Regina foi internada no dia 1° de janeiro deste ano com Covid-19, segundo seu prontuário, “evoluindo com desconforto respiratório”. Ela também chegou a receber ivermectina, já internada no hospital da operadora, outra medicação sem eficiência contra o vírus.

Houve ainda tratamento de ozonioterapia retal, prescrito por médicos particulares e não vinculados à operadora, segundo relatou a própria Prevent Senior em um processo movido contra médicos que denunciaram à empresa ao Cremesp (Conselho Regional de Medicina de São Paulo).

Um deles foi feito quatro dias após a sua internação, pela médica Maria Emilia Gadelha Serra, que ficou conhecida após aparecer num vídeo publicado no YouTube em que tirou dados de infecções entre vacinados de contexto e citou informações de efeitos adversos pós-vacinação que não tinham confirmação técnica —como que componentes das vacinas causariam demência.

Maria Emilia aplicou ozonioterapia em Regina com ela intubada havia 22 horas, em pronação e sedada. “Realizados procedimentos de Ozonioterapia, sem intercorrências”, “Insuflação retal de ozônio medicinal - 270 mL em 40 mcg/mL”, completa. Ela também recomendou vitamina C à paciente e reavaliação em 24 horas.

Em nota divulgada à imprensa, Hang disse que fez "tudo o que podia" e que, "como qualquer filho", quando sua mãe ficou doente, "foi para a guerra com todas as armas que tinha".

"É esse o meu crime? Minha mãe tinha 82 anos, fazia parte do grupo de risco, ficava em casa e mesmo assim pegou a doença. Ela era cardíaca, tinha diabetes, insuficiência renal, sobrepeso e outras comorbidades. Tomava dezenas de medicamentos diariamente, por isso não fizemos tratamento preventivo, aquele realizado antes de contrair o vírus", disse.

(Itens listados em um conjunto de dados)
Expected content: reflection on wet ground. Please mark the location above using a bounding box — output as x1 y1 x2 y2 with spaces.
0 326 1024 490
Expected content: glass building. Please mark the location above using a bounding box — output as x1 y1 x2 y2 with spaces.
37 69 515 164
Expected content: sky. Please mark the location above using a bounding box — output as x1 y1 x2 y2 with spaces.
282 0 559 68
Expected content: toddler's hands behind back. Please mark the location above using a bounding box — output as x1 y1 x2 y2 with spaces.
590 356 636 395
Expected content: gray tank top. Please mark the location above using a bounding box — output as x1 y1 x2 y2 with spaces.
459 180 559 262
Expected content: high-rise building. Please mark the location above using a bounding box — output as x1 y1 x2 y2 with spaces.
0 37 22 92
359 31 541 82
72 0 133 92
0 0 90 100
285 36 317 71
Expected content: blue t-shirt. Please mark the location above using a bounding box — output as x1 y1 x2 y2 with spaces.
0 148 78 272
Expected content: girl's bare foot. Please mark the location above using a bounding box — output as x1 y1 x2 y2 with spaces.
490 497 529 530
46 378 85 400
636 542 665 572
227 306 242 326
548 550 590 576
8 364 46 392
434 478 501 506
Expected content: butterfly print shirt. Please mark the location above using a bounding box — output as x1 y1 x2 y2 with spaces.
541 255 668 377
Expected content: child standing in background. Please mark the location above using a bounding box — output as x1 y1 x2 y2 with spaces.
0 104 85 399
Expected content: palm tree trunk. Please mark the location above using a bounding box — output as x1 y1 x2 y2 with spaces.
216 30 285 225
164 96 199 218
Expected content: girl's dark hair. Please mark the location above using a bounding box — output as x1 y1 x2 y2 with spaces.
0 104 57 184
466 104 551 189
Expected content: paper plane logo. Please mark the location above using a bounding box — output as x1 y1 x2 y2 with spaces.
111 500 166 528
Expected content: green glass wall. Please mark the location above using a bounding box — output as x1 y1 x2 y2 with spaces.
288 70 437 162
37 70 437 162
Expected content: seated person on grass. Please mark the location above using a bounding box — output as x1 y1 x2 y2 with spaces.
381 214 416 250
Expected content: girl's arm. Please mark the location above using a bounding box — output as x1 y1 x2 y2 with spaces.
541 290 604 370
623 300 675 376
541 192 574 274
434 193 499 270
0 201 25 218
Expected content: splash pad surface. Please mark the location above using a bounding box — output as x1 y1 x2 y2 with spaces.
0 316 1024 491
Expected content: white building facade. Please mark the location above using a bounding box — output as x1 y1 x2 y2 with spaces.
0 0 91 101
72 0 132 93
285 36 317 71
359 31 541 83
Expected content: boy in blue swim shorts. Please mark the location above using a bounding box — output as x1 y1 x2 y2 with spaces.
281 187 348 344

> **O que se pede**:
1 – Reproduza do trecho a parte que vai de "Houve ainda tratamento" a "vacinas causariam demência.".
2 – De acordo com o trecho, havia quantas horas Regina estava intubada quando Maria Emilia aplicou a ozonioterapia?
Os dados são um material à parte, sem relação com o trecho.

> **Gabarito**:
1 –
Houve ainda tratamento de ozonioterapia retal, prescrito por médicos particulares e não vinculados à operadora, segundo relatou a própria Prevent Senior em um processo movido contra médicos que denunciaram à empresa ao Cremesp (Conselho Regional de Medicina de São Paulo).

Um deles foi feito quatro dias após a sua internação, pela médica Maria Emilia Gadelha Serra, que ficou conhecida após aparecer num vídeo publicado no YouTube em que tirou dados de infecções entre vacinados de contexto e citou informações de efeitos adversos pós-vacinação que não tinham confirmação técnica —como que componentes das vacinas causariam demência.

2 – Havia 22 horas.